■ Text shown ■
------

16-Oct-2014 Source: GWAAC
After a big fundraising campaign and support from members of the public Great Western Air Ambulance Charity have today received their new helicopter.
The Eurocopter 135 will replace the current helicopter, an aging Bolkow, enabling the charity to transform the care they are able to offer to patients.
The Movin’ On Up campaign was launched to raise the £250,000 needed to secure the additional lease for six months.
Thanks to the generosity of the public the target was met, and the new helicopter has arrived at the base in Filton.
Upgrading to the EC 135 will mean that the advanced Critical Care service that operates in the region will be carried out in a helicopter that is compatible with the high standard of medical care and interventions that the team provide.
The EC 135 will include an extra seat, meaning that if a child is airlifted we will be able to take a parent with them.
This extra seat will also allow us to train our new paramedics and doctors.

------

■ Provided data ■

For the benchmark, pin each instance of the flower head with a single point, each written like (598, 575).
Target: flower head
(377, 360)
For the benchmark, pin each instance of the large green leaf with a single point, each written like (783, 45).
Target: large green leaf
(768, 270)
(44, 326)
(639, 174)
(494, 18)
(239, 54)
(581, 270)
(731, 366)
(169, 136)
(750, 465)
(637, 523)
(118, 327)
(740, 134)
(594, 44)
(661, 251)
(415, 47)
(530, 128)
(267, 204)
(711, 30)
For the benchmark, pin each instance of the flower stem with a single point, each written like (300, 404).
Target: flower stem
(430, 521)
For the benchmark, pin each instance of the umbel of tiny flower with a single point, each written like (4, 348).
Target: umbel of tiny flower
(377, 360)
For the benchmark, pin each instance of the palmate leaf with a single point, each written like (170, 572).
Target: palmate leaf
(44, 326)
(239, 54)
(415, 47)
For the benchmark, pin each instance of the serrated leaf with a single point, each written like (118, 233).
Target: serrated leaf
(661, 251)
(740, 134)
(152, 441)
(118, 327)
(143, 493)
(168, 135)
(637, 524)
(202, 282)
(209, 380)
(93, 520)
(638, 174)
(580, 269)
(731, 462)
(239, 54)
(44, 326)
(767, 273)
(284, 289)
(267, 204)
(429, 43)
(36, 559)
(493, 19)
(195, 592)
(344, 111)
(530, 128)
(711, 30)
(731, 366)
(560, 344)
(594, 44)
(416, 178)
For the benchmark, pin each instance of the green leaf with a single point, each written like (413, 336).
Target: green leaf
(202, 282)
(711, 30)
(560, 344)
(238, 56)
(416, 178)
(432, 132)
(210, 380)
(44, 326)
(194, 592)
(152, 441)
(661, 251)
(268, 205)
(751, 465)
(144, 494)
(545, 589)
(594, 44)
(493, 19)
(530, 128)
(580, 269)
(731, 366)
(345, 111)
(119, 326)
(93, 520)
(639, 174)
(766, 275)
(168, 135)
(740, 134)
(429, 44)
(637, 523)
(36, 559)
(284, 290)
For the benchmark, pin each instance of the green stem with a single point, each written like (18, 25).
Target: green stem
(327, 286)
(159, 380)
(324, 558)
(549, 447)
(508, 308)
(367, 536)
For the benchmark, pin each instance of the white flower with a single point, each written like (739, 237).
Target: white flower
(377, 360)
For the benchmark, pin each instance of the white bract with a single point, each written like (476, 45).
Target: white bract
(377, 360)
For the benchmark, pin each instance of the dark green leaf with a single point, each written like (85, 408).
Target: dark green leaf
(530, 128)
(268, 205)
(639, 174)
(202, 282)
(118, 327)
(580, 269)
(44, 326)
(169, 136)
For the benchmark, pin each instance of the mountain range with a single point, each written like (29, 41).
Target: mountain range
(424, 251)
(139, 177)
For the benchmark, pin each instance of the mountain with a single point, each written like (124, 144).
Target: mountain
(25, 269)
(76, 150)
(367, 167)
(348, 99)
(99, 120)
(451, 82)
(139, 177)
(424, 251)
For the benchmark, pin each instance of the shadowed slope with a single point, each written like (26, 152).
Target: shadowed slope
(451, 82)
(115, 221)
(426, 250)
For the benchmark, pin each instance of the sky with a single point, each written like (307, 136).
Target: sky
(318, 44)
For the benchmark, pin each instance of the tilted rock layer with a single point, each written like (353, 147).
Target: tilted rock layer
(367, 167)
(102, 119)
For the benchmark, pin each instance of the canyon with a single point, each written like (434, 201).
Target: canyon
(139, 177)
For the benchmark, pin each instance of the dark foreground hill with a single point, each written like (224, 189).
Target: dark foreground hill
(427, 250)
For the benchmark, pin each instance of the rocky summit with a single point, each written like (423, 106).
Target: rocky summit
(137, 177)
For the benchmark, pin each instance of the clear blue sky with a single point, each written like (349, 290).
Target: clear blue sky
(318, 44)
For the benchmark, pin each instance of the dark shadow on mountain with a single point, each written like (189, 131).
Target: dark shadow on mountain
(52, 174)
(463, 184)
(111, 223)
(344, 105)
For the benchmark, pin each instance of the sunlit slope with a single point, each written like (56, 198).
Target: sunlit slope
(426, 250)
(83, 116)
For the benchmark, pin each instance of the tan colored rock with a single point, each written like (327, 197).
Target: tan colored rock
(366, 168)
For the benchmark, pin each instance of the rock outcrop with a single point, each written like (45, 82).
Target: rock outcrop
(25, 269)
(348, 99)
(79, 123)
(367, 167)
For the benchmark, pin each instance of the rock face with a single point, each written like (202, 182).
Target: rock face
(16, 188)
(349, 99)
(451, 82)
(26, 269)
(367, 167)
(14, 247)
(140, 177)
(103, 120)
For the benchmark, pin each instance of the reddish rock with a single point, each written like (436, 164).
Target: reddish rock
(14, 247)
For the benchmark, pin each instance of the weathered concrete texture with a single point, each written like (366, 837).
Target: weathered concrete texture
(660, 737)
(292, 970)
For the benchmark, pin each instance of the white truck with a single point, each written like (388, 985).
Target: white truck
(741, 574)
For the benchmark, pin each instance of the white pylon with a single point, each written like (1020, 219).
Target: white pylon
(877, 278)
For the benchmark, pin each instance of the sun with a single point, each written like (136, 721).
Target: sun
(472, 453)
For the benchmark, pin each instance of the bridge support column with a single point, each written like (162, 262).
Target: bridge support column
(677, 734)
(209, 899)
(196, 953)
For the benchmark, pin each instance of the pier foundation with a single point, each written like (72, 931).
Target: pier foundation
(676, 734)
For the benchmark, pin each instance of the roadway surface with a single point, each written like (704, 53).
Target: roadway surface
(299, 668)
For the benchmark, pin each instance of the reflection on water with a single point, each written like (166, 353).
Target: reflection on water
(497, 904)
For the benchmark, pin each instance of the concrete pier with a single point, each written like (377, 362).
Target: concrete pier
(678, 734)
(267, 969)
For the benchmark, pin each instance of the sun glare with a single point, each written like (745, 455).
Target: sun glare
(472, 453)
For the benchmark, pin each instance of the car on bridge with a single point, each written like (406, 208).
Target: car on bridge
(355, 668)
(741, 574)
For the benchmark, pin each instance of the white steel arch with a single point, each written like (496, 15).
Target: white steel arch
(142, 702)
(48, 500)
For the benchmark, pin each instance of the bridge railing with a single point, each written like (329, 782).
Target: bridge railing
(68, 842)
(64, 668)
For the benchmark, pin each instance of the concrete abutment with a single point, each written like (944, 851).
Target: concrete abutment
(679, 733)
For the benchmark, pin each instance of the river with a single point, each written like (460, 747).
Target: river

------

■ Set of tasks ■
(a) According to the helicopter news item, how much money was the Movin' On Up campaign launched to raise?
(b) In the helicopter news item, quote the part that opens with the words containing "Upgrading to the" and closes with "parent with them.".
(c) Explain why the helicopter news item presents the extra seat in the EC 135 as useful.
The lines above come from a different source than the helicopter news item.

■ Responses by task ■
(a) £250,000, to secure the additional lease for six months.

(b)
Upgrading to the EC 135 will mean that the advanced Critical Care service that operates in the region will be carried out in a helicopter that is compatible with the high standard of medical care and interventions that the team provide.
The EC 135 will include an extra seat, meaning that if a child is airlifted we will be able to take a parent with them.

(c) The extra seat means that when a child is airlifted, a parent can go with them. It will also let the charity train its new paramedics and doctors.